━━━━━ AVAILABLE DATA ━━━━━

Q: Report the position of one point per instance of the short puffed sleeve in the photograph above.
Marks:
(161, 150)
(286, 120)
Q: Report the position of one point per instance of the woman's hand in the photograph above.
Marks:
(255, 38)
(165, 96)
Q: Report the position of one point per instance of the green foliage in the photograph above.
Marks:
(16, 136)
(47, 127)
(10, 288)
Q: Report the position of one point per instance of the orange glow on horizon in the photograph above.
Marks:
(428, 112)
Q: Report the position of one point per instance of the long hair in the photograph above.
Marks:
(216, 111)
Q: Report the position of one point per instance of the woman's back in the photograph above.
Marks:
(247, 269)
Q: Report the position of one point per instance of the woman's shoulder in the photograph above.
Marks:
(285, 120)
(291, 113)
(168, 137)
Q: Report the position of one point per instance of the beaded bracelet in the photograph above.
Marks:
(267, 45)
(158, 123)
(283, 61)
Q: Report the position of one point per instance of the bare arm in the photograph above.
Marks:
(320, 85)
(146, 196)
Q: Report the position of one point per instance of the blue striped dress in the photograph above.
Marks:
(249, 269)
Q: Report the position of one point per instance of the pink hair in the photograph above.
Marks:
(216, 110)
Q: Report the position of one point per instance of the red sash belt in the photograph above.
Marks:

━━━━━
━━━━━ AVAILABLE DATA ━━━━━

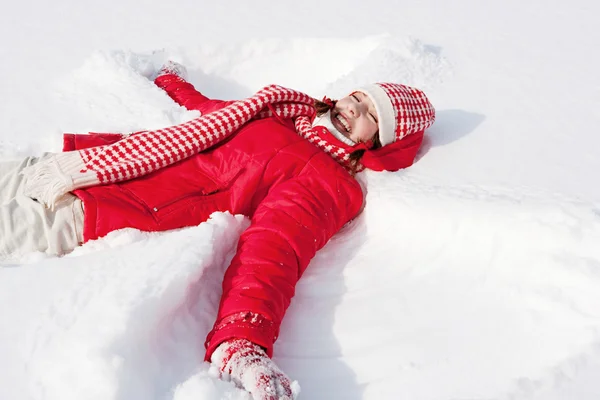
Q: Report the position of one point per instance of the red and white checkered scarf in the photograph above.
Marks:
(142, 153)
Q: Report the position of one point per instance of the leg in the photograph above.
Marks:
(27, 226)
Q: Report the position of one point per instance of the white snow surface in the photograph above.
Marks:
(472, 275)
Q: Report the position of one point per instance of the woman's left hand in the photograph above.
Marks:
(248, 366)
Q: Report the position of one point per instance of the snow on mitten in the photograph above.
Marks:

━━━━━
━━━━━ AVAILABLE DATA ━━━━━

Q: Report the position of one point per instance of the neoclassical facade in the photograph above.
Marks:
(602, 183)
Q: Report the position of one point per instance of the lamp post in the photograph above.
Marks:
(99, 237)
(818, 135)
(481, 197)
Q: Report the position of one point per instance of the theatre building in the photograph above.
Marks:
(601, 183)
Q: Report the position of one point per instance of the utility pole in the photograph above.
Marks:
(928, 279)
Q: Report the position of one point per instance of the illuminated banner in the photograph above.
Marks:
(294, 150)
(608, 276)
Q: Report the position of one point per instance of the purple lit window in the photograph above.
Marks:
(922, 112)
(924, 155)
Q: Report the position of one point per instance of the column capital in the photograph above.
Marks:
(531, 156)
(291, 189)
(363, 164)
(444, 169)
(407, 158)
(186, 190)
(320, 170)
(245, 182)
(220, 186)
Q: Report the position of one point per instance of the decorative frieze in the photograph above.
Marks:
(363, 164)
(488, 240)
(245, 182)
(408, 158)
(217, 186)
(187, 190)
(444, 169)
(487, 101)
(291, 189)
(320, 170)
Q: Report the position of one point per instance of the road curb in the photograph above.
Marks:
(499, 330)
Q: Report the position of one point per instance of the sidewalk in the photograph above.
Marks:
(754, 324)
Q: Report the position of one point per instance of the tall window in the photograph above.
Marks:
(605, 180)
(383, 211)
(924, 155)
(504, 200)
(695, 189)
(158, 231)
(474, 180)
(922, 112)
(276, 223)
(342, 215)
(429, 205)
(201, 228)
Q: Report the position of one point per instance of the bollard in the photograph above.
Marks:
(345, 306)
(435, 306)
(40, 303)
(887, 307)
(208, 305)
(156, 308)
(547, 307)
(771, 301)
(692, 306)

━━━━━

■ **YOUR OBJECTIVE**: Show each line of the material above that contains the word "hair", treating uppercase and lowercase letters as different.

■ **EXPECTED ANSWER**:
Q: Report the position of one point per instance of the long hair in the photograph above.
Q: Report the position of one point per instance of the pink hair in the photograph above.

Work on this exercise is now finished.